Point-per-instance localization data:
***
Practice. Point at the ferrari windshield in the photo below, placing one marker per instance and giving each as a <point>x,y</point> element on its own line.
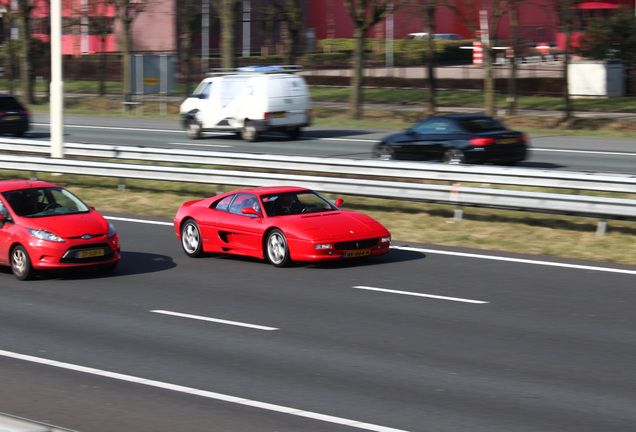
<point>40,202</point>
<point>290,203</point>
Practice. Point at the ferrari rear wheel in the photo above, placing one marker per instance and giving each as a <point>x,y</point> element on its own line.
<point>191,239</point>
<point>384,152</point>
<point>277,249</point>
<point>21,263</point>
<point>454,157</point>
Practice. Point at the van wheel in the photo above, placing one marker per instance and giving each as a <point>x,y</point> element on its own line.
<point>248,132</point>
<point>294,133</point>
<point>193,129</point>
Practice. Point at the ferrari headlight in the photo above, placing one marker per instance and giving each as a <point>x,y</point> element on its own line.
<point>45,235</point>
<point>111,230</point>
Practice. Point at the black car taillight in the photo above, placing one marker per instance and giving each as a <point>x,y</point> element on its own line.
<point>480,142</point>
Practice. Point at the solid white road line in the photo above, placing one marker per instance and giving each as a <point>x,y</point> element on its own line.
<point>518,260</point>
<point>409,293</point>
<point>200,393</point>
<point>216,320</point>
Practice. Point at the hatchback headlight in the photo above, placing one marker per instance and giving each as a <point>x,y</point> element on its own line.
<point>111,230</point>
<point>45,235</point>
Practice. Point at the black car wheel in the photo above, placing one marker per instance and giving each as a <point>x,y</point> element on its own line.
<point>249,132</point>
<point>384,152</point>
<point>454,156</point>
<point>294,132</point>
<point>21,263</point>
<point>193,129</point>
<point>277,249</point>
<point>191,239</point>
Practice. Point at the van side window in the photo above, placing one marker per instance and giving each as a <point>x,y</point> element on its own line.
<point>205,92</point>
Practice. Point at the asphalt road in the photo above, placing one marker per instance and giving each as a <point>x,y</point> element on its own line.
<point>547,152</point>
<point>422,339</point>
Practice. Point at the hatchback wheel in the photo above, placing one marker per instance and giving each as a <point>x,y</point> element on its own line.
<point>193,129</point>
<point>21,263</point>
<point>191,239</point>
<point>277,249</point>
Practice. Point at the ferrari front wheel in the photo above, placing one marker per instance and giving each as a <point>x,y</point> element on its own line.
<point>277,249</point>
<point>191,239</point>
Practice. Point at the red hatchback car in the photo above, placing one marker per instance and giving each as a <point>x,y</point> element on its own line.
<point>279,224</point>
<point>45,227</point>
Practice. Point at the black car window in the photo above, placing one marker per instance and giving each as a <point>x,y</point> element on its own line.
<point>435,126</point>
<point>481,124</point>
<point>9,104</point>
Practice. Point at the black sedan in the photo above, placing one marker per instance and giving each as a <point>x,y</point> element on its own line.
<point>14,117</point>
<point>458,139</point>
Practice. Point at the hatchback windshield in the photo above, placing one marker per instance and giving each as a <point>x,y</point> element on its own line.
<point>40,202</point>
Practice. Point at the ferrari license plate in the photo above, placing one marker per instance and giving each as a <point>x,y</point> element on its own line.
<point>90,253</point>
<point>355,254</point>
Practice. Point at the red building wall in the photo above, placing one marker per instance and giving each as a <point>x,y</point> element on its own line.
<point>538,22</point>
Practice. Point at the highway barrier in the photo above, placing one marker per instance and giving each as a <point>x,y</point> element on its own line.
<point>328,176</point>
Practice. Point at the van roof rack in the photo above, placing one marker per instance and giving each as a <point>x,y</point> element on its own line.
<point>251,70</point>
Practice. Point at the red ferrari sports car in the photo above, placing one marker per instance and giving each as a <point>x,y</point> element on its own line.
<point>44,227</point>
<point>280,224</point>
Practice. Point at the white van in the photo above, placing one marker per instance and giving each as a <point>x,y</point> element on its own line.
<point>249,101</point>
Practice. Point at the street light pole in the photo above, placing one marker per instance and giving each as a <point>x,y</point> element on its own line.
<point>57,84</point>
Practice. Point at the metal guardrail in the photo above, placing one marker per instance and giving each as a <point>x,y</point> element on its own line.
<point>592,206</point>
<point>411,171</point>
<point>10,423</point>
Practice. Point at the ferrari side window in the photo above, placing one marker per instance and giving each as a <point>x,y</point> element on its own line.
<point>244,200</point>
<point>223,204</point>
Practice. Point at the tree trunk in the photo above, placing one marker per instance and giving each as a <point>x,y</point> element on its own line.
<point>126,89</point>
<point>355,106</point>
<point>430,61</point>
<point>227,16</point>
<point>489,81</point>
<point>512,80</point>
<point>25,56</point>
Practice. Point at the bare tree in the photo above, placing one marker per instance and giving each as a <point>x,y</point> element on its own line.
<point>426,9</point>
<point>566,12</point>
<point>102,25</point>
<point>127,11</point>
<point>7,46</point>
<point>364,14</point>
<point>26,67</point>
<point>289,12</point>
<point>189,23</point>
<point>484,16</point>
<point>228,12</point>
***
TASK ITEM: Write out the records above in full and exactly, with no pictures.

SOLUTION:
Practice. Point at the ferrari windshield in the photo below, placing one marker per instance and giving each as a <point>x,y</point> element on its own line.
<point>40,202</point>
<point>290,203</point>
Practice. Point at the ferrari rear wheel in the photo above, placing one marker per instance and giving each as a <point>x,y</point> element on its own line.
<point>191,239</point>
<point>384,152</point>
<point>277,249</point>
<point>21,263</point>
<point>454,157</point>
Practice. Point at the van wheel in the photo above, placing one marker per instance and giving each as a <point>x,y</point> element on its own line.
<point>248,132</point>
<point>294,133</point>
<point>193,129</point>
Practice. Point at the ferrari headlight in the photo above, placing one marker per instance and giving each as a <point>x,y</point> element on its own line.
<point>45,235</point>
<point>111,230</point>
Practice. Point at the black car taillight in the photo above, placing one marker per instance and giving each as a <point>x,y</point> element on its own line.
<point>480,142</point>
Practice. Point at the solid white road line in the photo above, placing one marker per instance and giving each as a <point>x,y</point> element on its own line.
<point>518,260</point>
<point>409,293</point>
<point>200,393</point>
<point>216,320</point>
Practice. Point at the hatchback headlight in the photo above, placing one marker per instance and giving each as a <point>x,y</point> element on its own line.
<point>111,230</point>
<point>45,235</point>
Practice. Point at the black car wheel in the photo above, placing one marker per instance and giving each as a <point>x,y</point> element on its own line.
<point>249,132</point>
<point>384,152</point>
<point>454,156</point>
<point>294,132</point>
<point>21,263</point>
<point>193,129</point>
<point>277,249</point>
<point>191,239</point>
Practice. Point at the van side window in the photo above, placing one marker per instance and giving each as a <point>x,y</point> element on its own line.
<point>205,92</point>
Practice. Point at the asphalt road in the photo above, placing one marker per instance and giving each as a <point>x,y</point> element on its own line.
<point>547,152</point>
<point>422,339</point>
Practice. Point at the hatchback wheel in the photo above, placing one marker per instance and giving each as a <point>x,y</point> element on its own line.
<point>193,129</point>
<point>21,263</point>
<point>191,239</point>
<point>277,249</point>
Practice. Point at the ferrari front wheel in the photo above, placing one marker per instance and giving each as a <point>x,y</point> element on its own line.
<point>277,249</point>
<point>191,239</point>
Practice. Point at the red hatchback car in the photo above, placing one marker per instance and giving each as a <point>x,y</point> element on its own line.
<point>279,224</point>
<point>45,227</point>
Practice. Point at the black car window in the photo above, placing one marker per instance and giving each as a <point>x,y</point> element on its own line.
<point>435,126</point>
<point>481,124</point>
<point>9,104</point>
Practice. Point at the black sedan in the photo above, placing one marker per instance and giving each as a <point>x,y</point> element on its own line.
<point>14,117</point>
<point>458,139</point>
Practice. Point at the hatchback windshield in the photo above, placing one marker per instance and giving each as a <point>x,y</point> element on its own line.
<point>40,202</point>
Practice. Point at the ferrari license plate in the photo above, placing one marker per instance and giving each as a <point>x,y</point> element on its own line.
<point>90,253</point>
<point>355,254</point>
Practice. Point at the red building wall in the photo above, placing one marker per instance and giving each as a <point>x,y</point> element on its own line.
<point>538,22</point>
Practice. Point at the highway barrier in the photo above, placing one marker per instance and giving each as a <point>x,y</point> element on its own line.
<point>328,176</point>
Practice. Point at the van roof rack in the photo above, placing one marker per instance and giving each as a <point>x,y</point> element on its own line.
<point>251,70</point>
Practice. Point at the red ferrari sports car in the photo above, placing one marker per instance and giving each as a <point>x,y</point> element on its own line.
<point>44,227</point>
<point>280,224</point>
Practice. Point at the white van in the photo above, placing one marker per instance and giving each as a <point>x,y</point> element on its own line.
<point>249,101</point>
Practice. Point at the street light pole in the photo above, placing one marker per instance and giving each as a <point>x,y</point> element on its own line.
<point>57,84</point>
Practice. Point at the metal guardrail in the photo above, placing one marker per instance and giving each as a <point>x,y</point> element on its own line.
<point>592,206</point>
<point>411,171</point>
<point>10,423</point>
Practice. Point at the ferrari side window in the photo above, placing one marker per instance and giving each as a <point>x,y</point> element on its own line.
<point>244,200</point>
<point>223,204</point>
Practice. Point at the tree trunk in the photo above, placing one marker per instance and giving each as a <point>x,y</point> element on its own line.
<point>126,89</point>
<point>355,106</point>
<point>430,61</point>
<point>227,16</point>
<point>489,81</point>
<point>512,80</point>
<point>25,56</point>
Practice. Point at the bare tree in the photo above, placing one marker per instance and giving each as a <point>x,y</point> element on its own line.
<point>426,9</point>
<point>566,12</point>
<point>102,25</point>
<point>127,11</point>
<point>7,46</point>
<point>364,14</point>
<point>26,67</point>
<point>289,12</point>
<point>189,23</point>
<point>484,16</point>
<point>228,12</point>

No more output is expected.